[[ DATA SHOWN open ]]

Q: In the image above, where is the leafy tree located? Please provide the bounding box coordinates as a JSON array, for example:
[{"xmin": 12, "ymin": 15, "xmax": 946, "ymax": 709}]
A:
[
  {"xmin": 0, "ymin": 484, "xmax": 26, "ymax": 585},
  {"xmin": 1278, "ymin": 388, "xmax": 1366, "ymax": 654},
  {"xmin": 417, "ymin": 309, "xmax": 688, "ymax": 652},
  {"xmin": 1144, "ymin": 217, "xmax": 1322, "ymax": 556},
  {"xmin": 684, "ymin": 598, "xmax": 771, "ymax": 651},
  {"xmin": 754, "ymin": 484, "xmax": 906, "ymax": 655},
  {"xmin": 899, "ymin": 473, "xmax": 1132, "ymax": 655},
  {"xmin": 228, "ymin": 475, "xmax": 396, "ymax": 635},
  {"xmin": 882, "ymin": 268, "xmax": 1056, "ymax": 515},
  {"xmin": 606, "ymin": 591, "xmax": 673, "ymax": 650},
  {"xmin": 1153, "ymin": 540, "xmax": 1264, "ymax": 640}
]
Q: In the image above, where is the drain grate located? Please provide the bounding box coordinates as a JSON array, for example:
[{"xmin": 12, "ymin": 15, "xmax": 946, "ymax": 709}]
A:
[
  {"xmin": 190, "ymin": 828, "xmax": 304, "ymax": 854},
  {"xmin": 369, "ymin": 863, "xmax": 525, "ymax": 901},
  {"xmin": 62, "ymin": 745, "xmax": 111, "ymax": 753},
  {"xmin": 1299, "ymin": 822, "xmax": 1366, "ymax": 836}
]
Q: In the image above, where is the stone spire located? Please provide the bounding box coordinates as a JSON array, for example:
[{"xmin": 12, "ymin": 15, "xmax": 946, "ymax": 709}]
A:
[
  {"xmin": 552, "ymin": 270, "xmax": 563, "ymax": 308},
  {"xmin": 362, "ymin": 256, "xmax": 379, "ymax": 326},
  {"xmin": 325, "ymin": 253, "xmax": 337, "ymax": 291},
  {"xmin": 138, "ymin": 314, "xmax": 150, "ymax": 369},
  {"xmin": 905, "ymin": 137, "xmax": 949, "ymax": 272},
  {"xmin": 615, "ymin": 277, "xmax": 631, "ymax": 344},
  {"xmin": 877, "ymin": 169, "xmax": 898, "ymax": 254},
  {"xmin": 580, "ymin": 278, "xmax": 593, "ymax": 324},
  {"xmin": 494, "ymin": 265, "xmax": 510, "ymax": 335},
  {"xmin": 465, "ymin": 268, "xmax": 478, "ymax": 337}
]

[[ DATA SHOWN closed ]]

PROBLEM REQUIREMENTS: Copy all lines from the data that hold the word "above".

WORKED SOLUTION:
Q: In the image above, where is the leafy tree located? Please provide the bounding box coordinates as a JSON array, for example:
Q: In the image above, where is the drain grate located? Please provide the bounding box coordinates as a JSON array, for example:
Q: In the image above, where is the stone spire located? Please provide the bounding box coordinates as a JSON array, for example:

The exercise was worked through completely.